● EXERCISE REQUIREMENTS: Give back every one of the records below word for word, with nothing changed.
--- START OF RECORD LIST ---
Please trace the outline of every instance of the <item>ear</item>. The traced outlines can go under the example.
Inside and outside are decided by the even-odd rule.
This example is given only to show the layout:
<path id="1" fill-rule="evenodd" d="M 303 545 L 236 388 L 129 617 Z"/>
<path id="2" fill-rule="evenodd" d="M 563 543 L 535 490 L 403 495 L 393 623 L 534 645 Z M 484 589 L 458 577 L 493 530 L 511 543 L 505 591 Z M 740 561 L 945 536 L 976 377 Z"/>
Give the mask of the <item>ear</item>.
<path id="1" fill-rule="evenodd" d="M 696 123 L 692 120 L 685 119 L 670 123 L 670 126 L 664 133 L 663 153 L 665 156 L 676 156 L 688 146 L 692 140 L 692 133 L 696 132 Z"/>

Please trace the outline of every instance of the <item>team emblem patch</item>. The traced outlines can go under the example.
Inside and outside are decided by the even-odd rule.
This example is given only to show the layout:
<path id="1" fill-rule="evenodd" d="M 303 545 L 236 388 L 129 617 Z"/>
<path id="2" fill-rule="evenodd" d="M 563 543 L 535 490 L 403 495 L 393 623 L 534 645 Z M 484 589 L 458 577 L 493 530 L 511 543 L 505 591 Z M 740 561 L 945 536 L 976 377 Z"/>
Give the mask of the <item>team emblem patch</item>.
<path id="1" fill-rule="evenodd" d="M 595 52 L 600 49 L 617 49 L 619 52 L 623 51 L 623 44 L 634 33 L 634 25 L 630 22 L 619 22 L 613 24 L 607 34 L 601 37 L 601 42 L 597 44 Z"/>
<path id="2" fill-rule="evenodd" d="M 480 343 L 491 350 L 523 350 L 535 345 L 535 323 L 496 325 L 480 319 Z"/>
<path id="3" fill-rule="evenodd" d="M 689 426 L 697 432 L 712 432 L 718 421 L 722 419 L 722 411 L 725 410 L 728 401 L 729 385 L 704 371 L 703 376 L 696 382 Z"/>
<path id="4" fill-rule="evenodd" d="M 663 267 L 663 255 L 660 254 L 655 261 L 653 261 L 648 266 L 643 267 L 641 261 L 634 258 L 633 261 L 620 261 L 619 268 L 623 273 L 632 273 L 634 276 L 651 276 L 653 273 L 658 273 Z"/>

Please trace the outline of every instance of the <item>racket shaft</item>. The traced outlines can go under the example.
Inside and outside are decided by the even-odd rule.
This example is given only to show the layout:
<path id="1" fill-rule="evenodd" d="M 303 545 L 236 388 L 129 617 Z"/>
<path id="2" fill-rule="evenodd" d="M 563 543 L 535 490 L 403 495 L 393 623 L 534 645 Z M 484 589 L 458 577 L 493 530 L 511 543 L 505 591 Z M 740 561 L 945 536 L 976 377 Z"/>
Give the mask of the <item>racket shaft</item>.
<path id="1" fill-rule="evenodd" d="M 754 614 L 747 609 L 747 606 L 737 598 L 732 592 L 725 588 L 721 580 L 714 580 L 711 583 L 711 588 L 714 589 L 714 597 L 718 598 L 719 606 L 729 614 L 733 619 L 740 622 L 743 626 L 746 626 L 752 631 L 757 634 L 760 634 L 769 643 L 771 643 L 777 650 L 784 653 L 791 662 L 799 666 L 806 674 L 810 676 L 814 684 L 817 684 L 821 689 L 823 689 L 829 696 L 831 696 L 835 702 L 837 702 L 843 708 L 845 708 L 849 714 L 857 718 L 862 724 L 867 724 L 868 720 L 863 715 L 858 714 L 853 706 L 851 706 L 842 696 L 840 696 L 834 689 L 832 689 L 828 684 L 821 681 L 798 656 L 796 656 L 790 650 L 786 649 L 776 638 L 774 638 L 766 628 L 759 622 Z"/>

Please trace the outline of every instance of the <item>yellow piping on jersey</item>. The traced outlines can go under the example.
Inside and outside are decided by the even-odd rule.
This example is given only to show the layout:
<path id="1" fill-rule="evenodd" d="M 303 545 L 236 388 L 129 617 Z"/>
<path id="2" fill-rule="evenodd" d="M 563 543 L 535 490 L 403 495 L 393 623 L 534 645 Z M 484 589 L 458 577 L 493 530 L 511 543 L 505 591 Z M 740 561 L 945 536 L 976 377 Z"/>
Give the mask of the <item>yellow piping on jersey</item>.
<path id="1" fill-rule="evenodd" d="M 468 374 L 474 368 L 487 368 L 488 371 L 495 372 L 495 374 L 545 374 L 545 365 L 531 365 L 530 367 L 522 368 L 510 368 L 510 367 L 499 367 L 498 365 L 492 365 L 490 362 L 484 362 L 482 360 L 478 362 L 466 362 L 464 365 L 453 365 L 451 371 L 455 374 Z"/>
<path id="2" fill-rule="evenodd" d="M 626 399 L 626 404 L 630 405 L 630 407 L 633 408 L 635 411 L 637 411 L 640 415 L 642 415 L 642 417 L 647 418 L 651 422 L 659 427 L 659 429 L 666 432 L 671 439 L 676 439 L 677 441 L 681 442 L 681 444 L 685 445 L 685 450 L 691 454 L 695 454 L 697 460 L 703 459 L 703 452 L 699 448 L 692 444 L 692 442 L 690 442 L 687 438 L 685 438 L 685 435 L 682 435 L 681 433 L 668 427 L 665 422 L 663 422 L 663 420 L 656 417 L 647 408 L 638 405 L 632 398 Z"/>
--- END OF RECORD LIST ---
● THE RESULT:
Please trace the outline of every instance of the <item>ear</item>. The traced outlines can go under the example.
Inside and outside are decided by the even-odd rule.
This example is given only to show the layout:
<path id="1" fill-rule="evenodd" d="M 303 545 L 236 388 L 129 617 Z"/>
<path id="2" fill-rule="evenodd" d="M 563 543 L 535 490 L 403 495 L 393 623 L 534 645 Z M 484 589 L 458 577 L 493 530 L 511 543 L 505 591 Z M 740 561 L 945 536 L 976 377 Z"/>
Give the mask of the <item>ear</item>.
<path id="1" fill-rule="evenodd" d="M 696 123 L 692 120 L 685 119 L 670 123 L 670 126 L 664 133 L 663 153 L 665 156 L 676 156 L 688 146 L 692 140 L 692 133 L 696 132 Z"/>

Please trace the outline of every instance of the <item>team emblem patch</item>. The traced outlines can go under the example.
Inside and outside are decided by the even-odd rule.
This example is given only to show the layout:
<path id="1" fill-rule="evenodd" d="M 303 545 L 236 388 L 129 617 Z"/>
<path id="2" fill-rule="evenodd" d="M 563 543 L 535 490 L 403 495 L 393 623 L 534 645 Z M 484 589 L 458 577 L 493 530 L 511 543 L 505 591 Z M 740 561 L 945 536 L 976 377 Z"/>
Give the mask of the <item>team emblem patch</item>.
<path id="1" fill-rule="evenodd" d="M 595 52 L 600 49 L 617 49 L 619 52 L 623 51 L 623 44 L 634 33 L 634 25 L 630 22 L 619 22 L 613 24 L 607 34 L 601 37 L 601 42 L 597 44 Z"/>
<path id="2" fill-rule="evenodd" d="M 480 343 L 491 350 L 523 350 L 535 345 L 535 323 L 496 325 L 480 319 Z"/>
<path id="3" fill-rule="evenodd" d="M 689 426 L 697 432 L 712 432 L 718 421 L 722 419 L 722 411 L 725 410 L 728 401 L 729 385 L 704 371 L 703 376 L 696 382 Z"/>
<path id="4" fill-rule="evenodd" d="M 663 267 L 663 255 L 660 254 L 655 261 L 653 261 L 648 266 L 643 267 L 641 261 L 634 258 L 633 261 L 620 261 L 619 268 L 623 273 L 632 273 L 634 276 L 651 276 L 653 273 L 658 273 Z"/>

Please trace the outline of every instance of the <item>racket shaft</item>. The traced outlines can go under the example.
Inside and outside are decided by the even-odd rule.
This example is given only to show the layout:
<path id="1" fill-rule="evenodd" d="M 303 545 L 236 388 L 129 617 Z"/>
<path id="2" fill-rule="evenodd" d="M 563 543 L 535 490 L 403 495 L 393 623 L 534 645 Z M 484 589 L 458 577 L 493 530 L 511 543 L 505 591 Z M 740 561 L 945 536 L 976 377 Z"/>
Give the mask of the <item>racket shaft</item>.
<path id="1" fill-rule="evenodd" d="M 754 614 L 747 609 L 747 606 L 737 598 L 732 592 L 725 588 L 721 580 L 714 580 L 711 583 L 711 588 L 714 589 L 714 597 L 718 598 L 719 606 L 729 614 L 733 619 L 740 622 L 743 626 L 746 626 L 752 631 L 757 634 L 760 634 L 769 643 L 771 643 L 777 650 L 784 653 L 791 662 L 799 666 L 806 674 L 810 676 L 814 684 L 817 684 L 821 689 L 823 689 L 829 696 L 831 696 L 835 702 L 837 702 L 843 708 L 845 708 L 849 714 L 857 718 L 862 724 L 867 724 L 868 720 L 863 715 L 858 714 L 853 706 L 851 706 L 842 696 L 840 696 L 834 689 L 832 689 L 828 684 L 821 681 L 798 656 L 796 656 L 790 650 L 786 649 L 776 638 L 774 638 L 766 628 L 759 622 Z"/>

Please trace the outline of every instance of the <item>yellow piping on jersey</item>. The traced outlines can go under the example.
Inside and outside are decided by the even-odd rule.
This example is given only to show the layout:
<path id="1" fill-rule="evenodd" d="M 303 545 L 236 388 L 129 617 Z"/>
<path id="2" fill-rule="evenodd" d="M 563 543 L 535 490 L 403 495 L 393 623 L 534 645 Z M 484 589 L 458 577 L 493 530 L 511 543 L 505 591 Z M 740 561 L 945 536 L 976 377 Z"/>
Give the mask of the <item>yellow piping on jersey</item>.
<path id="1" fill-rule="evenodd" d="M 468 374 L 474 368 L 487 368 L 488 371 L 495 372 L 495 374 L 545 374 L 545 365 L 531 365 L 530 367 L 522 368 L 510 368 L 510 367 L 499 367 L 498 365 L 492 365 L 490 362 L 484 362 L 482 360 L 478 362 L 466 362 L 464 365 L 453 365 L 451 371 L 455 374 Z"/>
<path id="2" fill-rule="evenodd" d="M 626 399 L 626 404 L 630 405 L 630 407 L 633 408 L 635 411 L 637 411 L 640 415 L 642 415 L 642 417 L 647 418 L 651 422 L 659 427 L 659 429 L 666 432 L 671 439 L 676 439 L 677 441 L 681 442 L 681 444 L 685 445 L 685 450 L 691 454 L 695 454 L 697 460 L 703 459 L 703 452 L 699 448 L 692 444 L 692 442 L 690 442 L 687 438 L 685 438 L 685 435 L 682 435 L 681 433 L 668 427 L 665 422 L 663 422 L 663 420 L 656 417 L 647 408 L 638 405 L 632 398 Z"/>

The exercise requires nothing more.